• [CONSIGNE ÉCRITE] Présente toutes les lignes ci-dessous sous forme de liste JSON de chaînes, une chaîne par ligne, en laissant de côté les lignes vides.

"""

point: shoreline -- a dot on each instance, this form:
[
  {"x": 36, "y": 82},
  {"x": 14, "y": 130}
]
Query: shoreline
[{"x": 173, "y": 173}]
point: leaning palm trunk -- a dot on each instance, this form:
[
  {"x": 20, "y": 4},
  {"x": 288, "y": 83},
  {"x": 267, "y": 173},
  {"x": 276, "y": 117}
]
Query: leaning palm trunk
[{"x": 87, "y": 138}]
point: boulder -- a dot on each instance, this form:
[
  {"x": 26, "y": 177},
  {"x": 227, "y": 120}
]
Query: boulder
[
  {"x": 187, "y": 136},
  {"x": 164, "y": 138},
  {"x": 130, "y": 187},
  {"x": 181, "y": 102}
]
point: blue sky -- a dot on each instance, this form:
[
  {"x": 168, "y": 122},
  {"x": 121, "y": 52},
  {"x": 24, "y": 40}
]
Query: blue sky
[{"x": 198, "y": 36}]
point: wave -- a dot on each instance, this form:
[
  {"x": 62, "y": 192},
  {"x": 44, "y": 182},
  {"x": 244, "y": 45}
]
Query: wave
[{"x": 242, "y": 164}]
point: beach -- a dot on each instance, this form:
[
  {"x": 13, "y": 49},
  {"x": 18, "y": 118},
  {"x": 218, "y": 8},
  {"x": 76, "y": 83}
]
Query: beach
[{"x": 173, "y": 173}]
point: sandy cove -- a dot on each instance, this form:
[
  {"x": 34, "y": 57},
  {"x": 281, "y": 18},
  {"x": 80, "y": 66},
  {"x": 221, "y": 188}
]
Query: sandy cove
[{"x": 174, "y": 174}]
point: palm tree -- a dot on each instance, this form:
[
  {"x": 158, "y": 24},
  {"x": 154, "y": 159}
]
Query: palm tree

"""

• [RÉSULTAT]
[
  "point: shoreline -- a dot on each instance, this form:",
  "[",
  "  {\"x\": 36, \"y\": 82},",
  "  {\"x\": 14, \"y\": 130}",
  "]",
  "Query: shoreline",
  "[{\"x\": 173, \"y\": 173}]",
  "point: leaning palm trunk -- a dot on each instance, this form:",
  "[",
  "  {\"x\": 20, \"y\": 4},",
  "  {\"x\": 288, \"y\": 83},",
  "  {\"x\": 267, \"y\": 173},",
  "  {\"x\": 276, \"y\": 117}",
  "]",
  "Query: leaning palm trunk",
  "[{\"x\": 87, \"y\": 138}]",
  "point: boulder -- a dot on each instance, this form:",
  "[",
  "  {\"x\": 26, \"y\": 177},",
  "  {\"x\": 227, \"y\": 120}",
  "]",
  "Query: boulder",
  "[",
  "  {\"x\": 187, \"y\": 136},",
  "  {\"x\": 164, \"y\": 138},",
  "  {\"x\": 130, \"y\": 187},",
  "  {\"x\": 181, \"y\": 102}",
  "]",
  "point: blue sky -- a dot on each instance, this form:",
  "[",
  "  {\"x\": 168, \"y\": 122},",
  "  {\"x\": 121, \"y\": 52},",
  "  {\"x\": 24, \"y\": 40}",
  "]",
  "Query: blue sky",
  "[{\"x\": 198, \"y\": 36}]",
  "point: wave -- a dot on each instance, this form:",
  "[",
  "  {\"x\": 62, \"y\": 192},",
  "  {\"x\": 44, \"y\": 182},",
  "  {\"x\": 244, \"y\": 45}",
  "]",
  "Query: wave",
  "[{\"x\": 242, \"y\": 164}]",
  "point: beach -- a dot on each instance, this form:",
  "[",
  "  {\"x\": 13, \"y\": 49},",
  "  {\"x\": 18, \"y\": 118},",
  "  {\"x\": 218, \"y\": 8},",
  "  {\"x\": 76, \"y\": 83}",
  "]",
  "Query: beach",
  "[{\"x\": 173, \"y\": 173}]",
  "point: sandy cove -- a dot on each instance, this form:",
  "[",
  "  {\"x\": 34, \"y\": 57},",
  "  {\"x\": 281, \"y\": 18},",
  "  {\"x\": 80, \"y\": 66},",
  "  {\"x\": 221, \"y\": 188}",
  "]",
  "Query: sandy cove",
  "[{\"x\": 174, \"y\": 174}]",
  "point: palm tree -- a dot on each instance, this form:",
  "[",
  "  {\"x\": 158, \"y\": 24},",
  "  {\"x\": 154, \"y\": 159}",
  "]",
  "Query: palm tree"
]